[Data entries]
________________________________________

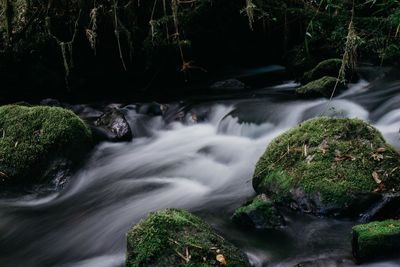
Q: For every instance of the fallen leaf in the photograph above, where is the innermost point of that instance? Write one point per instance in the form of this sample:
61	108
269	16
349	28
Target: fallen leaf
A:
305	150
380	150
309	158
221	259
323	146
379	188
377	156
375	175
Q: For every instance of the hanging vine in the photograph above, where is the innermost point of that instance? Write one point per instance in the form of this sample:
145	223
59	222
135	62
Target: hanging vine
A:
66	47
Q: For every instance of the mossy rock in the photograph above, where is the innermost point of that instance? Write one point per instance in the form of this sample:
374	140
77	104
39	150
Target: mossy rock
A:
259	213
32	137
325	165
376	240
328	67
321	87
174	237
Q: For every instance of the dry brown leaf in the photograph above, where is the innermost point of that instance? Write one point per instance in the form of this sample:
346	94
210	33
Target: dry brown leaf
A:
221	259
377	156
381	150
309	158
323	146
375	175
379	188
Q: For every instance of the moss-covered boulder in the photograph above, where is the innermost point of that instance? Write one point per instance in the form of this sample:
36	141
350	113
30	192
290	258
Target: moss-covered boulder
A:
376	240
174	237
328	166
321	87
31	138
259	213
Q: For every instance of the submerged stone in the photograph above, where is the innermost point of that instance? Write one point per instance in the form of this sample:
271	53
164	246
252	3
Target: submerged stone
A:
174	237
113	126
33	138
259	213
328	166
321	87
328	67
376	240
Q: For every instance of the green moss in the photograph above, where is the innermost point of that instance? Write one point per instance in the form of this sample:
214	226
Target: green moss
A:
163	235
375	240
321	87
30	137
259	212
329	67
328	158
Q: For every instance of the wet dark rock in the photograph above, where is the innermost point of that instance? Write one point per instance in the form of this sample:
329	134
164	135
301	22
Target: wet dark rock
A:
259	213
325	86
154	109
230	84
112	126
329	67
50	102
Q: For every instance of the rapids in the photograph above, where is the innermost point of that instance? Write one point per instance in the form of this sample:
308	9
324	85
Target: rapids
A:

________________________________________

• Description of the task: Update all the entries above by changing every "photograph" to "image", leaving everything else as it is. Omit the pictures from your answer.

• Final answer:
Q: For every instance of the fallen leaf in the image above, where is the innermost point of that instance? Write one point per instance in the form of this sample:
61	108
269	16
349	28
Target: fallen leaf
A:
305	150
380	150
309	158
221	259
323	146
379	188
377	156
375	175
Q: For every instance of the hanging vine in the image above, where is the innermost point of that instance? Write one point per instance in the form of this sample:
145	223
59	222
135	62
Target: hanging vine
A:
66	47
Q: For every instance of the mossy rock in the image above, where is the innermost point of that instance? Write one point per instance in the form of this sample:
374	140
77	104
39	150
Target: mossy rock
A:
259	213
32	137
325	165
376	240
328	67
321	87
174	237
Q: For every instance of the dry brown leaf in the image above, where is the innermost point of that instance? Write one point per instance in the form of this sample:
346	94
210	33
Target: dry brown leaf
A:
221	259
377	156
381	150
309	158
323	146
375	175
379	188
Q: For every instance of the moss-covered boulder in the image above, where is the innermost point of that instance? Write one point per instance in the form of this sample:
36	141
350	113
30	192
290	258
Target: moss-covered boulder
A:
376	240
174	237
328	166
321	87
31	138
259	213
Q: For every instance of the submerged stone in the image above, where is the innermost point of that instance? Write one point per instance in the form of this sample:
271	53
164	246
252	3
Target: submerged stone
A:
174	237
113	126
33	138
259	213
328	166
321	87
328	67
376	240
Q: For every instance of the green moss in the image above, where is the innermost point of that instance? Write one point per instance in the form of this sample:
214	226
Target: green moss
A:
163	235
375	240
321	87
30	137
259	212
329	67
328	158
Q: For every instance of the wet dark rock in the image above, where is the innermost point of that instance? Write one point per instance in the form of this sample:
329	134
164	135
301	22
Target: wet dark rock
A:
259	213
325	86
154	109
230	84
112	126
329	67
50	102
Q: For every instance of the rapids in the image above, where is the innermost point of that instance? Write one point per instance in the form of this sample:
308	9
324	85
Target: rapids
A:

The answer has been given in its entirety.